### 出典:

アブを捕食するシオヤアブ


 この夏、庭先の木の枝に留まっている交尾中と思われる2匹の昆虫を見つけました。しかし、雌雄にしては♀の方がかなり小さく、姿形も違いすぎるように思えました。一応カメラには収めたのですが、もちろん名前は知らないし、ピントがイマイチなので放ってありました。それを急遽日の目を見させることにしたのは次のような事情によるものです。

 息子が使っていた学習書の中に『むし 低学年のポケット図鑑[1]矢島稔監修 学習研究社』というのがあり、たまたまそれをパラパラとめくって眺めていたら、次のような記述とその様子を真横から描いたイラストがありました。
 「あぶをつかまえて、ちをすうしおやあぶ」

### 資料:
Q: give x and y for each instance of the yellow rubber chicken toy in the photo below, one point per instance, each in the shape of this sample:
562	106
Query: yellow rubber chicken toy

### 課題:
A – 次の(i)〜(iii)がシオヤアブの文章の内容と合うかどうかを、それぞれ「はい」か「いいえ」で答え、決め手となる文章中の言葉をそのまま引用せよ。
(i) 筆者は2匹の昆虫を庭先の木の枝で見つけた。
(ii) 筆者は撮った写真のピントに満足していた。
(iii) 図鑑は筆者の娘が使っていたものだ。
B – シオヤアブの文章の続きを、最後の文の後から書け。
リストはシオヤアブの文章とは関係がない。

### 解答:
A –
(i) はい。「庭先の木の枝に留まっている交尾中と思われる2匹の昆虫を見つけました」
(ii) いいえ。「ピントがイマイチなので放ってありました」
(iii) いいえ。「息子が使っていた学習書の中に」

B –
 そこでフト思い出したのが前述の写真でした。プリントを探し出して見比べたところ、そのイラストとズバリ同じです。早速市の図書館へ確認に行きました。シオヤアブについては「コンパクト版原色昆虫図鑑 北隆館」に載っていましたが、他のムシ達と同様に翅を広げた平面図的なイラストで、これを見た限りでは自分が写した写真と関係あるとは思いも付かなかったでしょう。普段よく参考にする保育社の昆虫図鑑ではシオヤアブの名前は見つかりませんでした。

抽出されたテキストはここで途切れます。